---------- Records provided
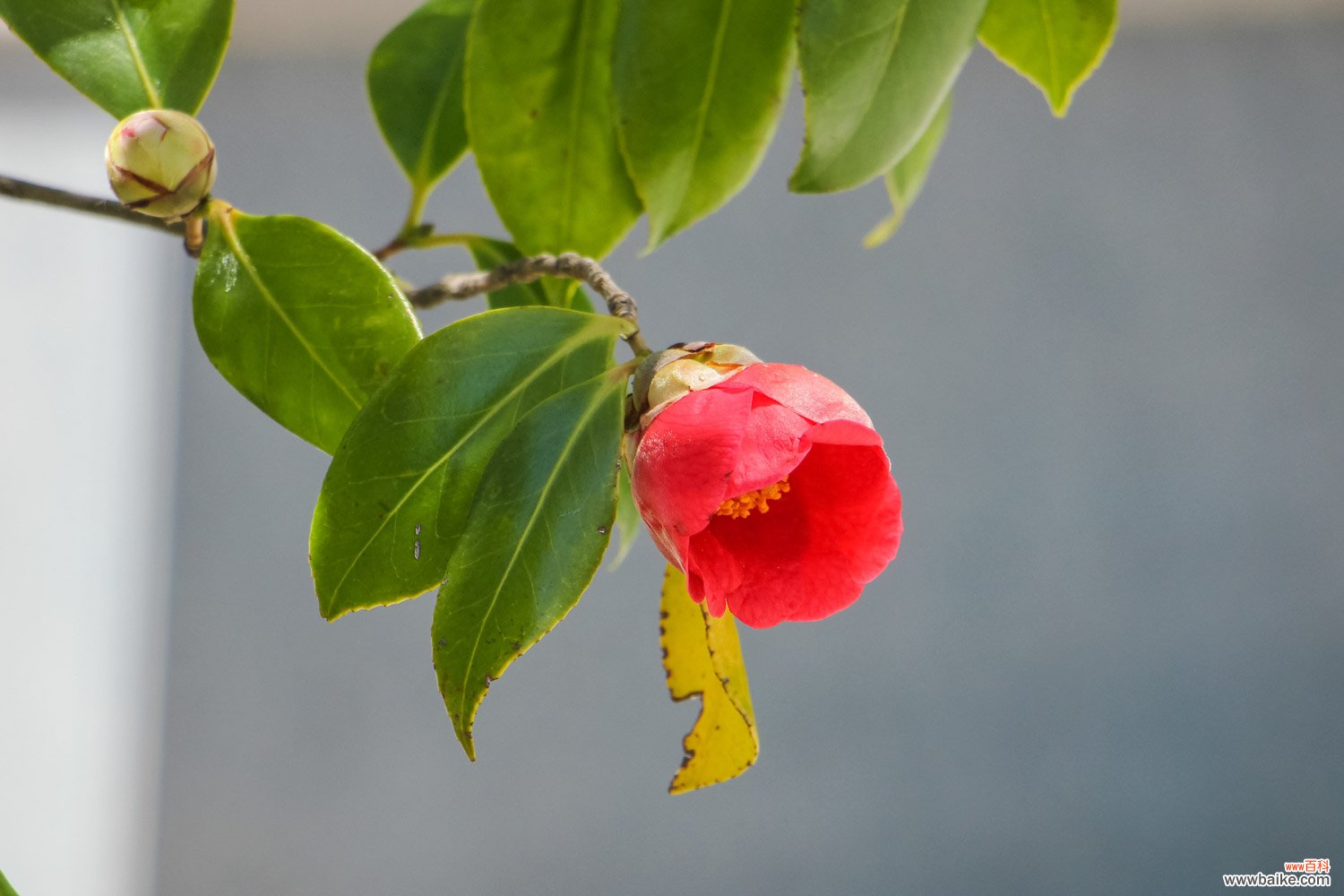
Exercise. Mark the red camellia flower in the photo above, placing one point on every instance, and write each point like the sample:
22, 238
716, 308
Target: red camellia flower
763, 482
--------------------
---------- Records provided
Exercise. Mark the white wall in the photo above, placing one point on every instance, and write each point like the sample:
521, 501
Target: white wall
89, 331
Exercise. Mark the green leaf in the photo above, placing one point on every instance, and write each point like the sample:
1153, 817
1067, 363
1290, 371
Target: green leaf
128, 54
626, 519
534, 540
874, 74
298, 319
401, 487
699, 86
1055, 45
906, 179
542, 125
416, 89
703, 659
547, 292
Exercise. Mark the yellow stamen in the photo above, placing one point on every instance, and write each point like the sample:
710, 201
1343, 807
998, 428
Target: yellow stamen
--------------------
**Aim:**
Edit the part of the items that opens with the line containing "Exercise. Mark the green" and closes with the line containing "Target: yellow stamen", changing "instance" to "occurrence" and leaving everything else as it stands.

**Result of this task:**
Exercise. Mark the green leaf in the photo above, placing one point on every occurrence, and write each point like the sample:
1153, 817
1067, 363
1290, 371
Target: green leaf
128, 54
626, 519
534, 540
874, 74
298, 319
401, 487
699, 86
1055, 45
906, 179
542, 125
416, 89
703, 659
547, 292
Exercise. Mark the yellow stamen in the photo above, placing one point on every occurrence, and write each point like the sample:
710, 201
1343, 807
998, 428
Target: yellow stamen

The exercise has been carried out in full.